(Stored entries)

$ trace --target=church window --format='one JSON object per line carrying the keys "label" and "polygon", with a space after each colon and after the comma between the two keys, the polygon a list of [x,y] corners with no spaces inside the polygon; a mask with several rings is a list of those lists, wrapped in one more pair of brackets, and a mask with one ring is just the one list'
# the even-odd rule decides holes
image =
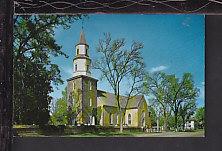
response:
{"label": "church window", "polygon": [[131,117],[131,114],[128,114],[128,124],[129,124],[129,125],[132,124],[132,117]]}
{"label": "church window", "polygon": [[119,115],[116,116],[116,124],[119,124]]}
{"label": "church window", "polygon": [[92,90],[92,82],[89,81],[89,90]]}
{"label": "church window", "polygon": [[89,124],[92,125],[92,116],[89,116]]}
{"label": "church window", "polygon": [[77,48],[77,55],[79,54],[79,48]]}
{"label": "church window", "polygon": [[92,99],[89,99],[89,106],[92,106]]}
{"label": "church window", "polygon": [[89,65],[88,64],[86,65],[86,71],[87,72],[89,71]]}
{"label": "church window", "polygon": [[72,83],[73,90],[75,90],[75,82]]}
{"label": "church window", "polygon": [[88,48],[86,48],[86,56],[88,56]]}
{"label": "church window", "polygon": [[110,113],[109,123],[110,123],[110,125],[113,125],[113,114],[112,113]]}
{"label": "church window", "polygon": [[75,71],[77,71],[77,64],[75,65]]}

[Assignment] Produce the entries again, word for word, without any of their pictures.

[Expected answer]
$ trace --target=church window --format='one JSON object per line carrying the keys "label" and "polygon", with a space after each colon and after the comma between the two keys, the polygon a list of [x,y] corners with no spaces inside the polygon; a mask with several rings is a list of those lists, wrapped in one more pair of brackets, and a mask with one ring is just the one list'
# the even-odd rule decides holes
image =
response:
{"label": "church window", "polygon": [[131,117],[131,114],[128,114],[128,124],[129,124],[129,125],[132,124],[132,117]]}
{"label": "church window", "polygon": [[119,115],[116,116],[116,124],[119,124]]}
{"label": "church window", "polygon": [[92,90],[92,82],[89,81],[89,90]]}
{"label": "church window", "polygon": [[89,124],[92,125],[92,116],[89,116]]}
{"label": "church window", "polygon": [[77,48],[77,55],[79,54],[79,48]]}
{"label": "church window", "polygon": [[92,99],[89,99],[89,106],[92,106]]}
{"label": "church window", "polygon": [[89,65],[88,64],[86,65],[86,71],[87,72],[89,71]]}
{"label": "church window", "polygon": [[72,83],[73,90],[75,90],[75,82]]}
{"label": "church window", "polygon": [[88,48],[86,48],[86,56],[88,56]]}
{"label": "church window", "polygon": [[110,113],[109,123],[110,123],[110,125],[113,125],[113,114],[112,113]]}
{"label": "church window", "polygon": [[75,71],[77,71],[77,64],[75,65]]}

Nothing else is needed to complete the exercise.